本文に移動

[寄稿]インドを覆う“数字の向こう”の苦しみ

登録:2021-05-08 05:41 修正:2021-05-10 13:46
インドの火葬場の薪の山は、インド政府の問題を暴露すると同時に、数字と現実との間のギャップ、あるいは数字の背後にある人間の経験を物語っている。それは、感染者と死者の数が正確に反映されたとしても、消えることなく、頭の隅に積もっているであろう記憶だ。

チョン・チヒョンㅣカイスト科学技術政策大学院教授・科学雑誌「エピ」編集委員

 1日に2~3回は「コロナライブ」のサイトを開いてみる。自治体が公示する新型コロナ感染者数をリアルタイムで集計して見せてくれるウェブサイトだ。翌日の午前になれば24時間集計された感染者数が公式発表されるが、まるで外出前の気温を確認するように、そのつど感染者数を把握するのが習慣になった。私が住む都市の感染者数だけではなく、ソウルに行く用事がある日は首都圏の数も確認する。

 見やすい形で毎日更新される数字は、不思議な安堵感を与える。感染者数が急激に増えたり、なかなか減らない時でも、その事実を正確に表現する数字があれば、政府や専門家はこの事態を一所懸命に追跡しており、ある程度管理しているという印象を受ける。数字の形でデータを正確に収集し、迅速に提供することは、災害に対応する政府の力を計る指標となる。感染者数の急増に劣らず恐ろしい状況というのは、数字を把握して提供するシステムが作動していないことだ。

(データファイルの一部)
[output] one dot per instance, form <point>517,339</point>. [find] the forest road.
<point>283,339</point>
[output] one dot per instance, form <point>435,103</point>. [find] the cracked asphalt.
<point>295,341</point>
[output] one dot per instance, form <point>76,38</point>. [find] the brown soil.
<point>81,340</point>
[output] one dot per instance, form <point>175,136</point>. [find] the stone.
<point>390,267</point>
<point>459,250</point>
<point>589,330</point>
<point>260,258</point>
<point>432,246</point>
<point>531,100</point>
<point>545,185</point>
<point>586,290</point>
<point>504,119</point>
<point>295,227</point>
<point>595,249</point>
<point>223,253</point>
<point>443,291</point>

▶ やること:
1. 上の新型コロナの数字をめぐる文章について、次の(a)〜(c)が内容と合っているかを、はい・いいえで答えてください。それぞれ、決め手となる本文の言葉をそのまま引用して添えてください。(a) 筆者は「コロナライブ」のサイトを1日に2~3回開いている。(b) 24時間集計された感染者数は、その日の夜に公式発表される。(c) 筆者は、数字を把握して提供するシステムが作動していない状況を恐ろしいと考えている。
2. 上の新型コロナの数字をめぐる文章を、最後の文の次から書き継いでください。

▶ 答え:
1.
(a) はい。「1日に2~3回は「コロナライブ」のサイトを開いてみる。」
(b) いいえ。「翌日の午前になれば24時間集計された感染者数が公式発表される」
(c) はい。「感染者数の急増に劣らず恐ろしい状況というのは、数字を把握して提供するシステムが作動していないことだ。」

2.
 数字は事態の終結への希望を与える。最近は関心が感染者数からワクチンの接種数に移った。感染者数ばかり注目されてきたのに、今はワクチン接種の数を見ている状況そのものが、コロナ禍の解決局面に入ったことを物語っているかもしれない。ワクチン接種が一部富裕国に集中しているが、それでも世界的にワクチン接種10億回を達成したというニュースを聞くと、共通の目標に向かって一歩ずつ進んでいる気がする。ワクチン接種がある数字を上回り、それによって新規感染者数がある数字を下回れば、ようやく新型コロナの流行が終わるという期待が持てる。目標の数字に到達することが、日常への復帰を知らせるシグナルのように受け止められているのだ。

 しかし、14億の人口がいるインドで新型コロナの感染者と死者が急増しているというニュースを見ると、終息や復帰の日はまだかなり遠くにあることを認めざるを得ない。公式統計によると、最近インドで1日の感染者数は30万人以上、死者数は2千人以上にのぼる。さらに心配なのは、このように大きな公式数字も現実をまともに反映していないという専門家たちの指摘だ。ニューヨーク・タイムズがインタビューしたミシガン大学の防疫専門家は、実際の死者数が公式発表より2倍から5倍は多いと推定し、「これは完全なデータ虐殺だ」と指摘した。新型コロナを死因としない事例が積み重なり、大きな違いを生み出した。ミスであれ、意図的記載漏れであれ、災害状況での不幸な死はいつも少なく集計される傾向がある。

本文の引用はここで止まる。